*List of tasks*.
(a) According to the album review, which two musicians make up the Sensible Gray Cells?
(b) Carry on the review of "A Postcard From Britain" from its last sentence.

*Text under study*.
Album Review: The Sensible Gray Cells – “A Postcard From Britain”
While there’s never any shortage of Britpunk plaudits happy to tell the general public just how seminal the Sex Pistols and the Clash were, it’s easy to forget that there was a third band there at the beginning vying for the frontrunners place who’ve pretty much stuck around ever since (except for a brief hiatus in the early ’90s) and whose work, I’d argue, is every bit as important.
I refer of course to the Damned. While the Pistols burnt bright before exploding in a supernova and the Clash were done by the mid-’80s, Dave Vanian and co have continued to release albums right up to the present day from their initial incarnation as Stooges-indebted rabid garage rockers through their early ’80s more psychedelic influenced sound and their late ’80s goth incarnation to their more recent albums which have seen them mixing all these influences together to quite agreeable effect.
However, in recent years Damned albums have become a lot less frequent (it’s now four years since their last one “So Who’s Paranoid?” was released) which makes this new release from the legendary Captain Sensible and early ’80s Damned bass legend Paul Gray (hence the band name y’see?) a rather welcome occurrence.
In my view, the Captain’s endearingly daft and larger-than-life persona has always slightly obscured the fact that he’s actually one hell of a talented songwriter and “A Postcard From Britain” sees him at his best. Backed up by Gray’s bass rumble (and as a bass player myself who cites the guy as one of my main influences along with Dave Tregunna from the Lords of the New Church and JJ Burnel from the Stranglers, it’s great to see him back recording again after recent brushes with both tinnitus and cancer which he’s thankfully now overcome), the effect is definitely reminiscent of the early ’80s Damned line-up that the two were in that produced the classic “Black Album” and “Strawberries”, but brings the sound up to date for the 20th century.

*Collected data*.
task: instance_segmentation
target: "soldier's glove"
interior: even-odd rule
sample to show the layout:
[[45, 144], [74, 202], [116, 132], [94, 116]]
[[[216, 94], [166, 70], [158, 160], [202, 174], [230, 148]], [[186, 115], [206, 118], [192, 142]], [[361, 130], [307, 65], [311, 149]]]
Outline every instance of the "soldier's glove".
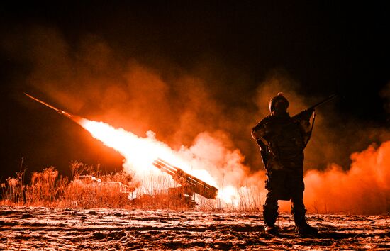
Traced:
[[303, 110], [301, 113], [301, 119], [305, 120], [305, 121], [309, 121], [310, 118], [311, 118], [311, 115], [313, 114], [313, 112], [314, 112], [313, 108]]

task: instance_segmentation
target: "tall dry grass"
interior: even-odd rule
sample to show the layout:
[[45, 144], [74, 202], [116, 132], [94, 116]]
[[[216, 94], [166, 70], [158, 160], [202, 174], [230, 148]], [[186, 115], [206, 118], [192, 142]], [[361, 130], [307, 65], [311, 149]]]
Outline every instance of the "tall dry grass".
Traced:
[[25, 170], [1, 184], [0, 204], [73, 208], [194, 208], [201, 211], [259, 211], [264, 200], [260, 189], [243, 186], [231, 201], [208, 199], [179, 184], [162, 173], [142, 181], [120, 172], [104, 174], [100, 167], [71, 163], [70, 181], [50, 167], [33, 172], [25, 184]]

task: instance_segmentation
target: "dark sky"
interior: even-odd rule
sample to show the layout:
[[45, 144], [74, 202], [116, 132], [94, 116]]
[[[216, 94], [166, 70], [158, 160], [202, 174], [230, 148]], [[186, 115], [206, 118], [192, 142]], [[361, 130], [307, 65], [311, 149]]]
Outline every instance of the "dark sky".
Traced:
[[[224, 65], [225, 90], [216, 99], [232, 106], [229, 99], [235, 91], [249, 99], [270, 71], [282, 69], [301, 83], [301, 94], [338, 94], [340, 114], [389, 126], [379, 94], [390, 81], [390, 10], [385, 6], [325, 1], [126, 2], [130, 1], [2, 4], [0, 39], [20, 38], [18, 34], [23, 36], [35, 26], [58, 30], [70, 48], [86, 35], [97, 36], [118, 57], [155, 69], [169, 62], [191, 72], [208, 58]], [[28, 50], [27, 44], [22, 49]], [[97, 145], [77, 124], [49, 109], [26, 108], [30, 101], [23, 92], [36, 91], [26, 84], [34, 68], [30, 61], [4, 46], [0, 60], [0, 177], [18, 170], [22, 157], [30, 171], [50, 165], [65, 169], [72, 160], [120, 169], [121, 157]], [[230, 71], [245, 76], [245, 81], [229, 82]], [[69, 130], [72, 135], [65, 133]]]

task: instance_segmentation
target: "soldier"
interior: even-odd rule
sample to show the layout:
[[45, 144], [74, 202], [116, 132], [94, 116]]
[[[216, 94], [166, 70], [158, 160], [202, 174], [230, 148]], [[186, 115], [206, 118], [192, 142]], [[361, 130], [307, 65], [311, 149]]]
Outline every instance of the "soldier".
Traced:
[[277, 234], [275, 221], [278, 200], [291, 201], [296, 230], [299, 235], [316, 234], [317, 230], [306, 221], [303, 204], [303, 149], [311, 134], [310, 119], [314, 109], [306, 110], [294, 119], [287, 112], [289, 101], [279, 93], [269, 101], [271, 114], [252, 130], [252, 137], [260, 147], [267, 171], [267, 189], [263, 216], [265, 232]]

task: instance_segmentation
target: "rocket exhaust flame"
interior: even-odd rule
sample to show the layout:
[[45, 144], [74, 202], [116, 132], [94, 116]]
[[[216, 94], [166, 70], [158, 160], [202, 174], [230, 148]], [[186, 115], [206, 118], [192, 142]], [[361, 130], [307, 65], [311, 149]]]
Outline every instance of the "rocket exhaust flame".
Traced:
[[[189, 164], [176, 156], [175, 152], [166, 144], [157, 141], [152, 133], [148, 132], [148, 137], [143, 138], [122, 128], [114, 128], [103, 122], [96, 122], [81, 118], [76, 115], [59, 109], [26, 93], [29, 98], [55, 110], [61, 115], [72, 119], [88, 130], [92, 137], [101, 140], [104, 145], [113, 148], [125, 157], [125, 164], [129, 164], [138, 173], [152, 172], [150, 167], [153, 165], [160, 170], [170, 174], [172, 178], [183, 186], [201, 195], [207, 199], [216, 199], [218, 189], [209, 184], [216, 182], [206, 170], [186, 171], [160, 159], [164, 157], [169, 162], [181, 167]], [[125, 166], [125, 165], [124, 165]], [[198, 172], [203, 175], [203, 180], [190, 174], [189, 172]], [[206, 174], [206, 176], [205, 176]], [[206, 180], [205, 182], [204, 180]], [[220, 194], [218, 194], [218, 197]]]

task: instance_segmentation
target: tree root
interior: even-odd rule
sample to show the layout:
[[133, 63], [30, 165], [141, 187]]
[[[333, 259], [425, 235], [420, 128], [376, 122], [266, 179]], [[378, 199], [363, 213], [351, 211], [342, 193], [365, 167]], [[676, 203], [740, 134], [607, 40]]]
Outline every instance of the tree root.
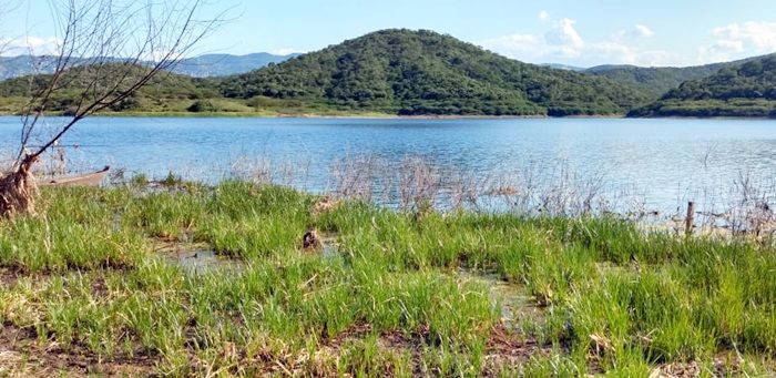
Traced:
[[0, 217], [35, 214], [38, 185], [31, 172], [35, 160], [24, 159], [16, 171], [0, 176]]

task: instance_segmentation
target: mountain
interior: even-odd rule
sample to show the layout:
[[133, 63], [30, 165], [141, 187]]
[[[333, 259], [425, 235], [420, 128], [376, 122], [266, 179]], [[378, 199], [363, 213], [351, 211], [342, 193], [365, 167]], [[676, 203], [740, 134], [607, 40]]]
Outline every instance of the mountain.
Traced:
[[568, 71], [576, 71], [576, 72], [584, 72], [588, 69], [576, 67], [576, 65], [568, 65], [568, 64], [559, 64], [559, 63], [543, 63], [539, 64], [541, 67], [549, 67], [551, 69], [557, 69], [557, 70], [568, 70]]
[[[205, 54], [181, 60], [173, 71], [195, 78], [225, 76], [261, 69], [273, 63], [280, 63], [297, 55], [274, 55], [266, 52], [247, 55]], [[121, 61], [120, 58], [114, 60], [116, 62]], [[52, 55], [0, 57], [0, 80], [35, 73], [51, 73], [54, 62], [55, 57]], [[83, 63], [85, 62], [88, 60], [83, 61]], [[73, 65], [79, 65], [80, 63], [75, 61]]]
[[194, 78], [226, 76], [277, 64], [298, 55], [275, 55], [266, 52], [247, 55], [205, 54], [182, 60], [174, 72]]
[[394, 114], [623, 114], [649, 100], [606, 78], [522, 63], [423, 30], [374, 32], [219, 86], [226, 98]]
[[[760, 57], [758, 57], [760, 58]], [[604, 76], [622, 84], [633, 85], [649, 91], [655, 98], [673, 90], [688, 80], [697, 80], [711, 76], [721, 69], [735, 67], [757, 58], [713, 63], [695, 67], [635, 67], [635, 65], [598, 65], [583, 72]]]
[[[118, 85], [127, 88], [149, 69], [129, 63], [111, 63], [101, 67], [78, 65], [64, 72], [58, 81], [58, 90], [47, 103], [47, 110], [70, 114], [76, 108], [84, 85], [93, 84], [93, 90], [85, 92], [86, 101], [99, 98], [99, 89]], [[124, 78], [120, 80], [116, 78]], [[6, 112], [16, 112], [33, 93], [39, 93], [50, 82], [51, 74], [35, 74], [8, 79], [0, 82], [0, 106]], [[116, 80], [120, 80], [116, 82]], [[109, 110], [121, 111], [170, 111], [171, 105], [182, 103], [185, 106], [197, 99], [218, 96], [217, 91], [208, 80], [196, 79], [176, 73], [163, 72], [151, 79], [133, 95], [113, 104]], [[183, 105], [182, 105], [183, 106]], [[184, 109], [185, 109], [184, 106]]]
[[776, 116], [776, 54], [690, 80], [631, 116]]

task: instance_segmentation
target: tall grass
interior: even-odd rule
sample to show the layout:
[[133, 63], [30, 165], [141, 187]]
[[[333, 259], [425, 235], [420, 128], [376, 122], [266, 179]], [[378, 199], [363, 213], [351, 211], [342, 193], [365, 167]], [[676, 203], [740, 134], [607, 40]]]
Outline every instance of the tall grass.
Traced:
[[[242, 181], [44, 190], [44, 215], [0, 223], [0, 321], [75, 359], [149, 358], [173, 376], [775, 371], [773, 245], [604, 215], [321, 201]], [[334, 253], [302, 248], [310, 228]], [[241, 265], [188, 274], [159, 239]], [[461, 270], [540, 310], [504, 315]], [[519, 348], [532, 351], [502, 355]]]

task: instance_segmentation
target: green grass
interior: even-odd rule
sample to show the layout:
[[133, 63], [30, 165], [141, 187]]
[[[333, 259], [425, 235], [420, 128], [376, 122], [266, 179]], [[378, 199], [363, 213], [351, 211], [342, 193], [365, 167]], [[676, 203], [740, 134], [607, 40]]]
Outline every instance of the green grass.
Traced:
[[[27, 335], [0, 340], [22, 356], [0, 375], [776, 372], [770, 245], [613, 218], [316, 213], [288, 188], [177, 184], [44, 190], [40, 215], [0, 221], [0, 321]], [[302, 251], [310, 227], [336, 235], [334, 255]], [[241, 267], [191, 274], [162, 239]], [[496, 274], [539, 315], [503, 319], [460, 272]]]

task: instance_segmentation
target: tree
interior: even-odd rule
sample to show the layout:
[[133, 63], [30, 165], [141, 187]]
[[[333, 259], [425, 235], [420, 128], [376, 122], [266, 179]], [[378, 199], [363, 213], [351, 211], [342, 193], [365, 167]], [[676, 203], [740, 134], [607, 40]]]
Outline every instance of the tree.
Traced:
[[[32, 168], [83, 119], [130, 99], [151, 79], [169, 72], [212, 32], [221, 18], [197, 19], [202, 0], [51, 0], [60, 29], [50, 75], [30, 81], [22, 109], [19, 151], [0, 177], [0, 216], [34, 213]], [[65, 119], [45, 118], [64, 91], [76, 90]], [[44, 137], [39, 146], [31, 141]]]

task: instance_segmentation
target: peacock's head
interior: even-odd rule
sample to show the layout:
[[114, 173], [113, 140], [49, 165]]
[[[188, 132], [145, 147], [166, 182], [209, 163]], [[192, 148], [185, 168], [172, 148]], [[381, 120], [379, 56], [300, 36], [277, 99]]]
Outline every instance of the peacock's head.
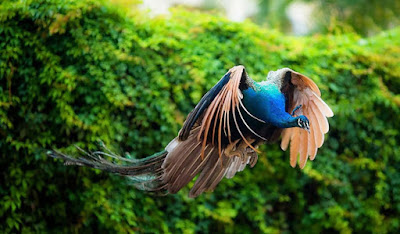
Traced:
[[306, 116], [300, 115], [296, 117], [296, 119], [297, 119], [297, 127], [302, 128], [307, 132], [310, 132], [310, 121], [307, 119]]

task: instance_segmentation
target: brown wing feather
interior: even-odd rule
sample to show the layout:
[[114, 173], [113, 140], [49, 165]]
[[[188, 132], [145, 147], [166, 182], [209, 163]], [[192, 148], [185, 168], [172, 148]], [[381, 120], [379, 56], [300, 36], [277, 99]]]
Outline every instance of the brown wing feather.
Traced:
[[[210, 125], [213, 121], [216, 122], [217, 119], [220, 120], [218, 129], [216, 128], [216, 124], [214, 124], [214, 127], [212, 128], [212, 138], [214, 138], [216, 135], [218, 136], [219, 157], [221, 157], [222, 153], [222, 148], [221, 148], [222, 129], [228, 128], [228, 138], [230, 140], [230, 130], [229, 130], [230, 126], [228, 118], [229, 118], [229, 113], [235, 113], [236, 110], [239, 110], [241, 99], [243, 98], [243, 94], [239, 89], [243, 72], [244, 72], [243, 66], [235, 66], [228, 71], [228, 73], [230, 73], [230, 79], [228, 83], [222, 88], [222, 90], [218, 93], [215, 99], [211, 102], [210, 106], [205, 112], [205, 115], [203, 116], [201, 129], [200, 132], [198, 133], [199, 140], [203, 137], [201, 158], [204, 158], [204, 149], [207, 144], [207, 137], [210, 131]], [[242, 108], [244, 107], [242, 106]], [[246, 109], [245, 111], [248, 112]], [[236, 118], [236, 115], [233, 115], [233, 117]], [[255, 150], [255, 148], [246, 140], [246, 138], [241, 133], [240, 129], [238, 128], [236, 119], [235, 119], [235, 124], [239, 134], [242, 137], [242, 140], [246, 142], [246, 144], [250, 148], [253, 148]], [[244, 124], [246, 125], [245, 122]], [[250, 130], [252, 131], [252, 129]]]
[[331, 108], [320, 98], [318, 86], [308, 77], [292, 71], [291, 82], [295, 86], [293, 100], [289, 102], [289, 113], [302, 105], [303, 114], [310, 121], [310, 133], [299, 128], [286, 128], [282, 131], [281, 148], [286, 150], [290, 142], [290, 165], [304, 168], [307, 159], [314, 160], [318, 148], [324, 143], [324, 134], [329, 131], [327, 117], [332, 117]]

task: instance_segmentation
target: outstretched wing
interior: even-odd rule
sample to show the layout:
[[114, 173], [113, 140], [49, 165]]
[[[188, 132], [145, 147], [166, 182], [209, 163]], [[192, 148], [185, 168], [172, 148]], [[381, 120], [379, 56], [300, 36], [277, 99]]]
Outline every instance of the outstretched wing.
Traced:
[[[286, 82], [287, 111], [291, 113], [301, 105], [302, 114], [310, 121], [310, 132], [300, 128], [284, 129], [281, 148], [286, 151], [290, 142], [290, 165], [295, 167], [300, 155], [300, 168], [304, 168], [307, 159], [314, 160], [318, 148], [324, 143], [324, 134], [329, 131], [327, 117], [332, 117], [333, 112], [321, 99], [318, 86], [310, 78], [291, 71]], [[300, 114], [296, 112], [296, 115]]]
[[241, 123], [243, 123], [246, 128], [253, 132], [256, 136], [261, 137], [247, 125], [241, 112], [241, 109], [243, 109], [249, 116], [263, 122], [262, 120], [250, 114], [241, 101], [243, 98], [241, 90], [249, 88], [252, 82], [253, 81], [247, 76], [244, 66], [240, 65], [231, 68], [225, 74], [225, 76], [204, 95], [194, 110], [189, 114], [181, 131], [179, 132], [179, 140], [182, 141], [187, 139], [190, 131], [193, 129], [193, 126], [195, 126], [197, 123], [200, 125], [198, 139], [202, 139], [203, 150], [201, 152], [201, 157], [204, 158], [204, 148], [206, 146], [208, 137], [210, 137], [210, 133], [212, 133], [211, 142], [214, 142], [214, 139], [217, 137], [218, 153], [219, 156], [221, 156], [221, 138], [228, 137], [229, 142], [232, 142], [230, 126], [231, 121], [229, 120], [230, 114], [232, 113], [233, 122], [235, 124], [235, 126], [232, 127], [235, 127], [242, 137], [242, 140], [250, 148], [253, 148], [246, 137], [242, 134], [238, 124], [239, 120], [236, 119], [235, 114], [237, 111]]
[[[166, 147], [168, 155], [162, 167], [169, 192], [179, 191], [199, 174], [189, 193], [195, 197], [213, 190], [223, 177], [233, 177], [247, 164], [254, 166], [253, 140], [246, 139], [239, 128], [250, 128], [243, 116], [252, 115], [242, 103], [241, 90], [252, 82], [243, 66], [231, 68], [188, 115], [179, 136]], [[239, 132], [239, 139], [233, 137], [233, 131]], [[222, 145], [222, 138], [229, 144]]]

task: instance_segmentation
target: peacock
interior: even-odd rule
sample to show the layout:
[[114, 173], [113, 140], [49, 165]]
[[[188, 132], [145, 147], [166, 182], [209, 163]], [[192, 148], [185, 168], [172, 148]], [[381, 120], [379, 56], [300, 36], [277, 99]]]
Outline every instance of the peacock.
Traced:
[[[289, 68], [270, 71], [266, 80], [252, 80], [244, 66], [231, 68], [188, 114], [178, 136], [165, 150], [144, 159], [105, 151], [71, 157], [57, 150], [50, 156], [128, 176], [135, 187], [162, 194], [176, 193], [198, 176], [189, 197], [213, 191], [222, 178], [253, 167], [258, 146], [290, 143], [290, 165], [304, 168], [314, 160], [329, 131], [331, 108], [317, 85]], [[111, 162], [112, 157], [124, 164]], [[115, 160], [114, 160], [115, 161]]]

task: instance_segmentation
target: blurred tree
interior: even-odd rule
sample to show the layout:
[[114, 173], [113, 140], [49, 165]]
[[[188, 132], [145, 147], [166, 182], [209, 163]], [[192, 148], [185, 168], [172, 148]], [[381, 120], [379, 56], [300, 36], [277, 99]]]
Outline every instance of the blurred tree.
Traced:
[[[259, 0], [259, 12], [254, 17], [266, 24], [290, 32], [291, 25], [286, 9], [295, 0]], [[361, 35], [375, 35], [381, 30], [400, 25], [400, 1], [394, 0], [305, 0], [315, 5], [312, 20], [313, 32], [334, 30], [355, 31]], [[302, 12], [299, 12], [301, 14]]]

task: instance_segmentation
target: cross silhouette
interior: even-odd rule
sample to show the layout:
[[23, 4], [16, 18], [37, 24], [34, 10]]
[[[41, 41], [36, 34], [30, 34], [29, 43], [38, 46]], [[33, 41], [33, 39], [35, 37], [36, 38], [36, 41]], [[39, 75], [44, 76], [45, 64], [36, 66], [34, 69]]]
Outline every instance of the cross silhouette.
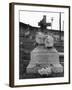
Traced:
[[38, 23], [38, 25], [41, 28], [41, 31], [47, 29], [47, 26], [51, 26], [51, 23], [47, 23], [46, 22], [46, 15], [43, 16], [43, 19], [40, 20], [40, 22]]

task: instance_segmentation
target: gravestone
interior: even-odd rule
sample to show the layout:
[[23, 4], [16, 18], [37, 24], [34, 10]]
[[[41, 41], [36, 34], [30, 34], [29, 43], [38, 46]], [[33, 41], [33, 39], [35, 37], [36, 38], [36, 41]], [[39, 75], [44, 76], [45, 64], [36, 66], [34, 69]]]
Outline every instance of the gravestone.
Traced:
[[[46, 27], [46, 21], [44, 19], [40, 23], [42, 23], [43, 27]], [[39, 32], [36, 35], [36, 42], [38, 46], [31, 51], [31, 59], [26, 69], [27, 73], [38, 73], [39, 69], [48, 66], [52, 66], [52, 72], [54, 73], [63, 72], [63, 67], [59, 62], [59, 54], [53, 47], [53, 37]]]

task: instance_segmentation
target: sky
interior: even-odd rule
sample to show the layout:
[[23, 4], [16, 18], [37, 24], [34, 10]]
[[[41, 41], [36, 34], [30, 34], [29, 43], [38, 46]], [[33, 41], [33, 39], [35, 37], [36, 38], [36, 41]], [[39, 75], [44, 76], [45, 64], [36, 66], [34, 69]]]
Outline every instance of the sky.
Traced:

*Answers for each item*.
(a) Captain Sensible and Paul Gray.

(b)
As I’ve said earlier, Sensible and Gray have taken aim at a wide variety of subjects ranging from binge drinking (opener and first single “Tragic Roundabout”) through clueless X Factor wannabes (“Halfway To Hollywood”), the Iraq War (“Stole Into The Night”) and even the crap weather that inevitably rears its head on these shores in July and August (“English Summer”). But whether they’re penning a wistful ode to the way town centres used to be before the chainstores took over (“Forgotten High Streets”) or taking a cheerfully vitriolic swipe at tabloid culture (the excellent “Lottery Of Life”), every song on here has great hooks and a chorus that’ll keep you humming to yourself for days. It’s also an album that you’ll keep coming back to and discovering little new things that you missed on previous listens every time – to be honest, it’s the sort of album you could happily lose yourself in for days. And like I say, that’s the mark of a good songwriter and a good group.
All in all then, “A Postcard From Britain” is a damning yet sympathetic indictment of the times we live in here in modern Britain and a cracking collection of tunes to boot. This one comes heavily recommended.